__Задание к выполнению__.
Отредактируйте все записи ниже: замените «query phrase» на «search phrase», а всё остальное оставьте без изменений.

__Фрагменты данных__.

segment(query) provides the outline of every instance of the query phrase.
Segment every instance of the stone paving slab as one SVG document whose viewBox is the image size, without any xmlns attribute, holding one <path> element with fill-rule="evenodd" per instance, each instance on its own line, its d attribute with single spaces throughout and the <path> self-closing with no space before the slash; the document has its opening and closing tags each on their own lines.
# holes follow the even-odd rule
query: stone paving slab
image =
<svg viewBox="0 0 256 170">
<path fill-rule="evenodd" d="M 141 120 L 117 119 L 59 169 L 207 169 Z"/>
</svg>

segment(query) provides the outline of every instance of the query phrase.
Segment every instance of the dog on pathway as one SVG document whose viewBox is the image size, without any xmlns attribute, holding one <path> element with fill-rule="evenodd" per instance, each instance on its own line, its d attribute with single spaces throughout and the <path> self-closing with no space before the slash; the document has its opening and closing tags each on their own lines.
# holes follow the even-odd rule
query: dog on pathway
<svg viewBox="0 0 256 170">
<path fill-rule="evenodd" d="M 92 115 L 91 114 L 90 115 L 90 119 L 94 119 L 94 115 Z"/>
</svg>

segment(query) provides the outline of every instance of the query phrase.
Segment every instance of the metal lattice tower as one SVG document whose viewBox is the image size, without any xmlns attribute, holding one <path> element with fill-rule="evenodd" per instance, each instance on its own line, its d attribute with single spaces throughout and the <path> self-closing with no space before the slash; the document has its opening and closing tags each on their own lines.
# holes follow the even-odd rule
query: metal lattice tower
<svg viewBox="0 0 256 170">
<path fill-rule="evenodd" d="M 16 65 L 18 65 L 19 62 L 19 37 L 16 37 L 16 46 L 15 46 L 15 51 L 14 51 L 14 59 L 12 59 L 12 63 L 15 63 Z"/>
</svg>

__Результат упражнения__.
segment(query) provides the outline of every instance of the search phrase.
Segment every instance of the stone paving slab as one SVG document whose viewBox is the image size, without any xmlns attribute, holding one <path> element with fill-rule="evenodd" per instance, each instance on its own line, its d attribute with single spaces throughout and the <path> self-closing with no space before the slash; the document has its opening and closing tags each on their own lines.
# holes follow the even-odd rule
query: stone paving slab
image =
<svg viewBox="0 0 256 170">
<path fill-rule="evenodd" d="M 141 120 L 117 119 L 59 169 L 207 169 Z"/>
</svg>

segment(query) provides the outline of every instance of the search phrase.
Segment every instance of the dog on pathway as one SVG document whose viewBox is the image size, without any xmlns attribute, holding one <path> element with fill-rule="evenodd" per instance, each instance on its own line, its d attribute with single spaces throughout and the <path> self-closing with no space before the slash; the document has its opening and closing tags each on their own lines.
# holes follow the even-odd rule
query: dog on pathway
<svg viewBox="0 0 256 170">
<path fill-rule="evenodd" d="M 92 115 L 91 114 L 90 115 L 90 119 L 94 119 L 94 115 Z"/>
</svg>

segment(query) provides the outline of every instance of the search phrase.
Segment every instance of the metal lattice tower as one SVG document whose viewBox is the image size, without any xmlns attribute, holding one <path> element with fill-rule="evenodd" per instance, each instance on its own line, its d attribute with single spaces throughout and the <path> self-closing with no space before the slash; the document has its opening and closing tags each on their own lines.
# holes follow the even-odd rule
query: metal lattice tower
<svg viewBox="0 0 256 170">
<path fill-rule="evenodd" d="M 16 65 L 18 65 L 19 62 L 19 37 L 16 37 L 16 46 L 15 46 L 15 51 L 14 51 L 14 59 L 12 59 L 12 63 L 15 63 Z"/>
</svg>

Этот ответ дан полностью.